[Rows taken from a collection]
----------------------------------------
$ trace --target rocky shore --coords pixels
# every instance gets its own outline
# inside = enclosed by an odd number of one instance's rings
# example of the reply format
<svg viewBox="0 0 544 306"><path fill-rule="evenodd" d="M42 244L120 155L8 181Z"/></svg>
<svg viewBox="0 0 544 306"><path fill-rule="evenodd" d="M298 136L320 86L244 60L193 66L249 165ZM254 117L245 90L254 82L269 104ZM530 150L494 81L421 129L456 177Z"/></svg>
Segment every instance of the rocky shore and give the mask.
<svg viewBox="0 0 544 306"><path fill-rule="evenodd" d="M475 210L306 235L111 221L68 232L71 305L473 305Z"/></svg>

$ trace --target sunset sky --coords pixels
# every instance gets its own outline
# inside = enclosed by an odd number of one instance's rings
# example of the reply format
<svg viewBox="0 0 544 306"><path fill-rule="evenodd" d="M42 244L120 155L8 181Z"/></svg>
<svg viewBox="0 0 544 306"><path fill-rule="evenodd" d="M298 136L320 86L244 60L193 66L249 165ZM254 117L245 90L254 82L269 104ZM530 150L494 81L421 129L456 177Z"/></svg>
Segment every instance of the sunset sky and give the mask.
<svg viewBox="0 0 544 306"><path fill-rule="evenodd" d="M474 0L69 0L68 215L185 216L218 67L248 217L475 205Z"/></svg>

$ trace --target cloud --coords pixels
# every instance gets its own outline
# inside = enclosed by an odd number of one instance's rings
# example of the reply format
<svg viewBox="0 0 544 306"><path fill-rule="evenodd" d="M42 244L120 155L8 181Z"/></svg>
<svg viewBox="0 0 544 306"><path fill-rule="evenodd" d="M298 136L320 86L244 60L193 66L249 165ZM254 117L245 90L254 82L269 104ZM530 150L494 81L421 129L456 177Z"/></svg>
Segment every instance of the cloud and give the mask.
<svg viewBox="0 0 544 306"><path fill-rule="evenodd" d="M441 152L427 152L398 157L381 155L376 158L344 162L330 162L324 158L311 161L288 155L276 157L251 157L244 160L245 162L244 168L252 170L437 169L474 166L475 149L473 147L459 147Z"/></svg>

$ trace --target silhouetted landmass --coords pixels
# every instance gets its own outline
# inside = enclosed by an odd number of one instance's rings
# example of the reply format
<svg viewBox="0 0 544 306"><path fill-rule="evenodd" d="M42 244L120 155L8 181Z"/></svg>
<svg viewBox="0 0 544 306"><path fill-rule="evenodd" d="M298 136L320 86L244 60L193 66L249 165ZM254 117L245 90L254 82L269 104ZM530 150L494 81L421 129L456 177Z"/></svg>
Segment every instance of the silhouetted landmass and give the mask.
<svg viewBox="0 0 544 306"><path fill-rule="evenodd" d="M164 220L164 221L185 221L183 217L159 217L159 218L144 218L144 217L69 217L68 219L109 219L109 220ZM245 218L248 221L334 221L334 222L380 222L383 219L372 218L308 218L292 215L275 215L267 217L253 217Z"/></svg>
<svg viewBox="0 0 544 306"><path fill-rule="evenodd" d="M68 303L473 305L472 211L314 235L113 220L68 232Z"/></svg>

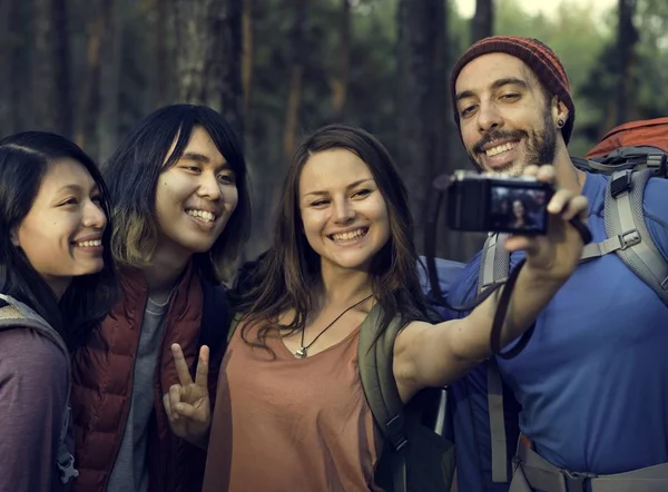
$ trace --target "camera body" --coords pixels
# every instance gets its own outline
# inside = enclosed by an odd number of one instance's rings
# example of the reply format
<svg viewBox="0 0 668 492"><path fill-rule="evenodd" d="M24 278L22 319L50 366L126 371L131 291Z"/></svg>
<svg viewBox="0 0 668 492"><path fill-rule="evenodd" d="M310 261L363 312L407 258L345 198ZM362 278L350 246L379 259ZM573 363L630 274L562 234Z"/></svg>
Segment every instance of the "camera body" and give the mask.
<svg viewBox="0 0 668 492"><path fill-rule="evenodd" d="M448 188L448 227L455 230L542 235L554 188L533 177L458 170Z"/></svg>

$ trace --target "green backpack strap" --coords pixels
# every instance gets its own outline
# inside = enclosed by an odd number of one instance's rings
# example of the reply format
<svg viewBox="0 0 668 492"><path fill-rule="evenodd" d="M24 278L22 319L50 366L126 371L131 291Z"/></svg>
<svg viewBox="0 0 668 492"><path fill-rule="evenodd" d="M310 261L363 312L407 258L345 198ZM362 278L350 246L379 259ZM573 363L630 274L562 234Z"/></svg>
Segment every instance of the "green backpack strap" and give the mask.
<svg viewBox="0 0 668 492"><path fill-rule="evenodd" d="M237 313L234 315L234 317L232 318L232 322L229 323L229 329L227 331L227 343L229 344L229 341L232 340L232 337L234 336L234 332L236 332L237 326L239 325L239 321L242 321L242 313Z"/></svg>
<svg viewBox="0 0 668 492"><path fill-rule="evenodd" d="M62 412L62 422L60 423L60 434L58 437L58 449L56 454L56 466L60 474L60 482L67 484L71 479L79 476L79 471L75 468L75 456L67 447L67 436L70 423L70 388L71 388L71 368L69 351L60 335L33 309L26 304L0 294L0 332L4 329L31 328L41 336L50 340L68 361L67 364L67 395L65 409Z"/></svg>
<svg viewBox="0 0 668 492"><path fill-rule="evenodd" d="M655 245L645 223L645 187L652 169L613 173L606 189L606 234L584 246L582 260L616 253L668 305L668 260Z"/></svg>
<svg viewBox="0 0 668 492"><path fill-rule="evenodd" d="M399 395L393 370L394 340L404 325L399 317L394 318L374 344L381 322L382 308L376 304L360 331L360 377L374 421L393 451L393 490L406 492L405 445L409 440L405 432L404 404Z"/></svg>
<svg viewBox="0 0 668 492"><path fill-rule="evenodd" d="M480 258L478 294L508 277L510 253L503 247L508 234L490 234ZM508 483L505 417L503 414L503 381L493 358L485 363L488 383L488 417L491 434L492 482Z"/></svg>

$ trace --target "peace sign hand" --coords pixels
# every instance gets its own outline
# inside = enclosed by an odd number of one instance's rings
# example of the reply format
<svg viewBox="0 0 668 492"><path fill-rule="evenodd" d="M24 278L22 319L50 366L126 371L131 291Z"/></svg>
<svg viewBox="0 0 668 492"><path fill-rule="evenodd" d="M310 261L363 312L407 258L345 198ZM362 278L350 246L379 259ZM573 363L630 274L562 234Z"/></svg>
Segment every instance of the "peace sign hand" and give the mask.
<svg viewBox="0 0 668 492"><path fill-rule="evenodd" d="M179 344L171 345L171 355L180 384L173 384L163 396L169 426L177 436L202 445L212 423L207 386L209 348L203 345L199 350L195 382Z"/></svg>

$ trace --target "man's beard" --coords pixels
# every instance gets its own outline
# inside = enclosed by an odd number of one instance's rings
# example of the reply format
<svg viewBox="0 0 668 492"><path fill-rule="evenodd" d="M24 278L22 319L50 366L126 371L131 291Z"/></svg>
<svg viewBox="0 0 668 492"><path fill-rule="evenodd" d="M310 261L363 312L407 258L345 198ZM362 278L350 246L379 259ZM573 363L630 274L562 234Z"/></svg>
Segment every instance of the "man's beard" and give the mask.
<svg viewBox="0 0 668 492"><path fill-rule="evenodd" d="M473 166L478 170L487 171L488 169L481 169L480 164L475 160L475 156L484 154L482 147L492 140L511 139L522 140L527 142L527 159L522 166L518 166L517 163L510 163L505 168L494 170L493 173L508 173L512 176L520 176L527 166L536 165L542 166L544 164L553 164L554 157L557 157L557 126L552 121L549 110L546 110L543 115L543 128L541 131L523 131L523 130L511 130L511 131L490 131L478 141L473 148L468 151L469 158L473 163Z"/></svg>

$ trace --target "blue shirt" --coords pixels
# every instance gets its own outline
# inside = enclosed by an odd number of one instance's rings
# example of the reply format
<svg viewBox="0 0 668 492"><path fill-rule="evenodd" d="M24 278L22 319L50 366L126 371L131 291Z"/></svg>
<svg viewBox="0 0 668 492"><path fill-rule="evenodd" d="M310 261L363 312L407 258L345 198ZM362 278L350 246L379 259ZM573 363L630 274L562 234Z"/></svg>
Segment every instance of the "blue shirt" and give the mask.
<svg viewBox="0 0 668 492"><path fill-rule="evenodd" d="M588 174L582 190L595 242L607 237L607 183ZM668 258L668 180L648 183L644 207L650 235ZM513 255L511 263L520 257ZM452 286L451 304L475 297L479 267L480 255ZM667 352L668 307L609 254L578 267L540 314L524 351L498 363L521 404L520 430L537 451L560 468L608 474L668 462ZM460 394L480 395L482 382L483 372L477 370L454 386ZM473 409L466 411L480 421L485 398L468 400ZM485 432L485 440L463 446L479 447L478 456L468 456L473 462L481 454L489 460L489 426ZM509 451L513 447L510 443ZM489 463L478 465L487 475Z"/></svg>

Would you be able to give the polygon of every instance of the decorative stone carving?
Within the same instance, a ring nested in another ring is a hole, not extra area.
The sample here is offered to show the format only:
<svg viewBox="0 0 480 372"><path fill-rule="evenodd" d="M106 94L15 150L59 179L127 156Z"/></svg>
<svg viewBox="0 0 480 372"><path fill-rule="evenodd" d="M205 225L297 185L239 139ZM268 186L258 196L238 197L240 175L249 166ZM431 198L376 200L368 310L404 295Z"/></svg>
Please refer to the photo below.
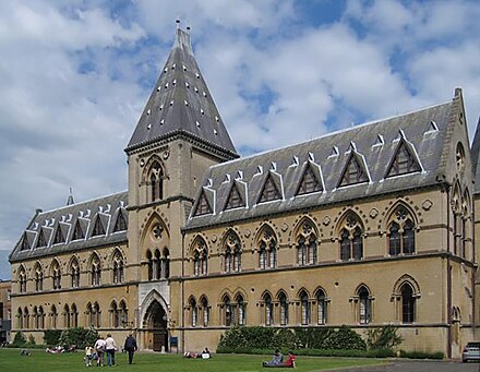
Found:
<svg viewBox="0 0 480 372"><path fill-rule="evenodd" d="M432 205L433 205L433 202L432 202L431 200L425 200L425 201L422 203L422 208L423 208L424 211L429 211L429 209L432 207Z"/></svg>
<svg viewBox="0 0 480 372"><path fill-rule="evenodd" d="M370 211L370 218L375 219L377 215L379 215L379 209L376 209L376 208L372 208L372 209Z"/></svg>

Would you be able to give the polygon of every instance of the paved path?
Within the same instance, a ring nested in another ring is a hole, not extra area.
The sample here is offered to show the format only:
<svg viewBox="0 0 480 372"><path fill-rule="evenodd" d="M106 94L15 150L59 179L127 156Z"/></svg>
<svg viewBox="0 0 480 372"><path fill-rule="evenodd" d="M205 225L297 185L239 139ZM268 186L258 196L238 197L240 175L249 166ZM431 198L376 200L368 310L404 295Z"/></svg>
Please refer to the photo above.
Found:
<svg viewBox="0 0 480 372"><path fill-rule="evenodd" d="M394 361L387 365L362 367L337 371L350 372L480 372L480 363L451 361Z"/></svg>

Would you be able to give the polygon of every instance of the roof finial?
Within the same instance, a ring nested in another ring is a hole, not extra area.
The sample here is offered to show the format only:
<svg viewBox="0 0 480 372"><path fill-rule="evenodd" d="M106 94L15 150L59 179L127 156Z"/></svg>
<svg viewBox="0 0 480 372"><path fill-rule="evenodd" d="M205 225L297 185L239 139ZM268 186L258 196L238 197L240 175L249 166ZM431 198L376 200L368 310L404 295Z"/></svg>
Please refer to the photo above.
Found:
<svg viewBox="0 0 480 372"><path fill-rule="evenodd" d="M67 205L72 205L72 204L75 204L75 202L73 201L73 192L72 192L72 188L70 187L69 199L67 200Z"/></svg>

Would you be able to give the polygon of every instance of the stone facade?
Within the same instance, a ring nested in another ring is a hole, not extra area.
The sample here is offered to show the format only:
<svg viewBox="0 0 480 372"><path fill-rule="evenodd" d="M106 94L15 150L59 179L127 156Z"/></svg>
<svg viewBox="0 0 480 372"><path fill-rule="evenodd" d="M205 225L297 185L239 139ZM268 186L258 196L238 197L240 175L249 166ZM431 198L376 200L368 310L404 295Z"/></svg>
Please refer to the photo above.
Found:
<svg viewBox="0 0 480 372"><path fill-rule="evenodd" d="M125 148L128 192L37 211L13 249L13 328L38 343L133 331L143 349L183 351L214 350L233 324L394 324L403 349L458 358L480 309L466 127L457 89L237 159L178 29Z"/></svg>

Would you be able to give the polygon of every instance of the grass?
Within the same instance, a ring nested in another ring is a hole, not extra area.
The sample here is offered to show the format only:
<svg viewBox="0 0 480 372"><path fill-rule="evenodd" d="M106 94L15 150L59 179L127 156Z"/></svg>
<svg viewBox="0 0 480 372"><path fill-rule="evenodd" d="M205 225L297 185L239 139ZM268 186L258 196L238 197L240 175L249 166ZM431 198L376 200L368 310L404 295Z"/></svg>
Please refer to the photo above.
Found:
<svg viewBox="0 0 480 372"><path fill-rule="evenodd" d="M75 372L85 371L83 352L51 355L43 350L31 350L29 357L21 357L20 349L0 349L1 372ZM134 364L129 365L127 355L117 355L115 371L135 372L226 372L226 371L285 371L262 369L262 360L268 356L214 355L212 359L184 359L179 355L136 352ZM385 360L350 358L297 357L295 371L321 371L348 367L363 367L385 363ZM91 367L96 371L96 367ZM107 369L107 367L105 367ZM104 370L104 369L101 369ZM287 370L288 371L288 370Z"/></svg>

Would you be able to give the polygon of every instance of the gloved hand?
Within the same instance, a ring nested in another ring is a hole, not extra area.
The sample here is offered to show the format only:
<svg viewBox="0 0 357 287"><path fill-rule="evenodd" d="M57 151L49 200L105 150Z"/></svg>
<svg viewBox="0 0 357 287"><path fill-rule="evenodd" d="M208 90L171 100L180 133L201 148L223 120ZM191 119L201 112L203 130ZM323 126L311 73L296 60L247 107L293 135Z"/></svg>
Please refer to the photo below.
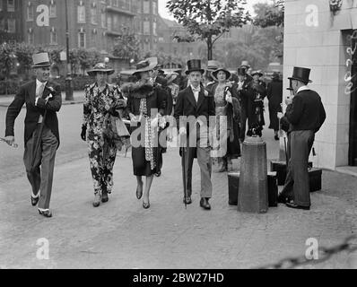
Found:
<svg viewBox="0 0 357 287"><path fill-rule="evenodd" d="M81 138L85 142L86 140L86 134L87 134L87 126L83 125L82 126L82 133L81 133Z"/></svg>

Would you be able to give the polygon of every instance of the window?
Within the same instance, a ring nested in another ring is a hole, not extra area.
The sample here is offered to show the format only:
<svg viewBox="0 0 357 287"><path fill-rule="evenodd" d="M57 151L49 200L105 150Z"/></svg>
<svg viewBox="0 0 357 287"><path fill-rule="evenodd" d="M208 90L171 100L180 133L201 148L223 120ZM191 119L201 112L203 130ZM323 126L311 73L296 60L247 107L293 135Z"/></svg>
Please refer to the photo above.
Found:
<svg viewBox="0 0 357 287"><path fill-rule="evenodd" d="M150 22L144 21L143 24L144 24L144 29L143 29L144 34L150 34Z"/></svg>
<svg viewBox="0 0 357 287"><path fill-rule="evenodd" d="M85 48L85 32L83 31L78 33L78 47Z"/></svg>
<svg viewBox="0 0 357 287"><path fill-rule="evenodd" d="M101 28L107 28L107 17L105 15L105 12L101 13Z"/></svg>
<svg viewBox="0 0 357 287"><path fill-rule="evenodd" d="M95 8L95 7L91 8L91 22L93 25L98 24L98 22L97 22L97 8Z"/></svg>
<svg viewBox="0 0 357 287"><path fill-rule="evenodd" d="M57 16L57 12L56 12L56 3L55 1L51 1L49 4L49 17L54 18Z"/></svg>
<svg viewBox="0 0 357 287"><path fill-rule="evenodd" d="M15 11L15 0L7 0L7 11L8 12Z"/></svg>
<svg viewBox="0 0 357 287"><path fill-rule="evenodd" d="M15 19L7 19L7 31L9 33L16 32L16 20Z"/></svg>
<svg viewBox="0 0 357 287"><path fill-rule="evenodd" d="M150 2L149 2L149 0L144 0L144 3L143 3L143 13L150 13Z"/></svg>
<svg viewBox="0 0 357 287"><path fill-rule="evenodd" d="M153 13L154 15L157 14L156 11L157 11L157 4L156 4L155 1L152 1L152 13Z"/></svg>
<svg viewBox="0 0 357 287"><path fill-rule="evenodd" d="M27 21L33 21L33 5L27 6Z"/></svg>
<svg viewBox="0 0 357 287"><path fill-rule="evenodd" d="M78 13L78 22L79 23L85 23L85 6L83 4L82 1L77 7L77 13Z"/></svg>
<svg viewBox="0 0 357 287"><path fill-rule="evenodd" d="M33 45L35 43L35 34L33 32L29 32L27 34L27 42L30 45Z"/></svg>
<svg viewBox="0 0 357 287"><path fill-rule="evenodd" d="M55 27L52 27L51 33L49 34L49 44L56 45L57 43L57 34L56 33Z"/></svg>

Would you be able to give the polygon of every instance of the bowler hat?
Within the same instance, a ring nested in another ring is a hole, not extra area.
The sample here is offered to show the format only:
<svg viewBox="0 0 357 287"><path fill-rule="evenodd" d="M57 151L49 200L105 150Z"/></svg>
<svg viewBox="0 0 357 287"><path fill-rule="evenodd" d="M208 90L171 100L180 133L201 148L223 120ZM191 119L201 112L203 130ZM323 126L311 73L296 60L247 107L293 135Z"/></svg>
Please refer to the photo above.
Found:
<svg viewBox="0 0 357 287"><path fill-rule="evenodd" d="M108 74L112 74L114 73L114 69L109 67L105 63L98 63L96 64L92 69L88 70L87 74L91 76L93 76L97 74L97 72L107 73Z"/></svg>
<svg viewBox="0 0 357 287"><path fill-rule="evenodd" d="M40 68L50 66L48 53L38 53L32 55L32 68Z"/></svg>
<svg viewBox="0 0 357 287"><path fill-rule="evenodd" d="M300 66L294 66L292 71L292 76L288 78L289 80L297 80L307 84L308 83L311 83L312 81L309 79L309 72L311 69L302 68Z"/></svg>
<svg viewBox="0 0 357 287"><path fill-rule="evenodd" d="M215 70L214 72L212 72L212 75L217 79L217 74L220 71L223 71L226 74L226 80L228 80L229 78L231 78L231 73L230 71L224 69L224 68L219 68L217 70Z"/></svg>
<svg viewBox="0 0 357 287"><path fill-rule="evenodd" d="M136 70L133 73L133 75L153 70L158 65L157 57L149 57L136 64Z"/></svg>
<svg viewBox="0 0 357 287"><path fill-rule="evenodd" d="M192 59L187 61L187 70L185 72L186 74L195 71L201 72L201 74L205 73L205 70L201 68L201 60Z"/></svg>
----------------------------------------
◆ **What you should do**
Copy out word for word the lines running from the line with "of the window?" to the line with "13L154 15L157 14L156", including both of those lines.

◆ **Finished exercise**
Would you be able to give the polygon of every instance of the window?
Within the same instance, a ring nested in another ring is a hole, not extra area.
The sample here is offered to show the format only:
<svg viewBox="0 0 357 287"><path fill-rule="evenodd" d="M57 151L49 200L105 150Z"/></svg>
<svg viewBox="0 0 357 287"><path fill-rule="evenodd" d="M208 90L171 100L180 133L201 148L223 120ZM191 119L201 112L203 130ZM323 126L311 73L296 60L247 107L293 135Z"/></svg>
Please refer to the photo above.
Found:
<svg viewBox="0 0 357 287"><path fill-rule="evenodd" d="M150 22L144 21L143 24L144 24L144 29L143 29L144 34L150 34Z"/></svg>
<svg viewBox="0 0 357 287"><path fill-rule="evenodd" d="M85 48L85 32L83 31L78 33L78 47Z"/></svg>
<svg viewBox="0 0 357 287"><path fill-rule="evenodd" d="M101 28L107 28L107 17L105 15L105 12L101 13Z"/></svg>
<svg viewBox="0 0 357 287"><path fill-rule="evenodd" d="M95 8L95 7L91 8L91 22L93 25L98 24L98 22L97 22L97 8Z"/></svg>
<svg viewBox="0 0 357 287"><path fill-rule="evenodd" d="M57 16L57 12L56 12L56 3L55 1L51 1L49 4L49 17L54 18Z"/></svg>
<svg viewBox="0 0 357 287"><path fill-rule="evenodd" d="M15 11L15 0L7 0L7 11L8 12Z"/></svg>
<svg viewBox="0 0 357 287"><path fill-rule="evenodd" d="M15 19L7 19L7 31L9 33L16 32L16 20Z"/></svg>
<svg viewBox="0 0 357 287"><path fill-rule="evenodd" d="M150 2L149 2L149 0L144 0L144 3L143 3L143 13L150 13Z"/></svg>
<svg viewBox="0 0 357 287"><path fill-rule="evenodd" d="M153 13L154 15L157 14L156 11L157 11L157 4L156 4L155 1L152 1L152 13Z"/></svg>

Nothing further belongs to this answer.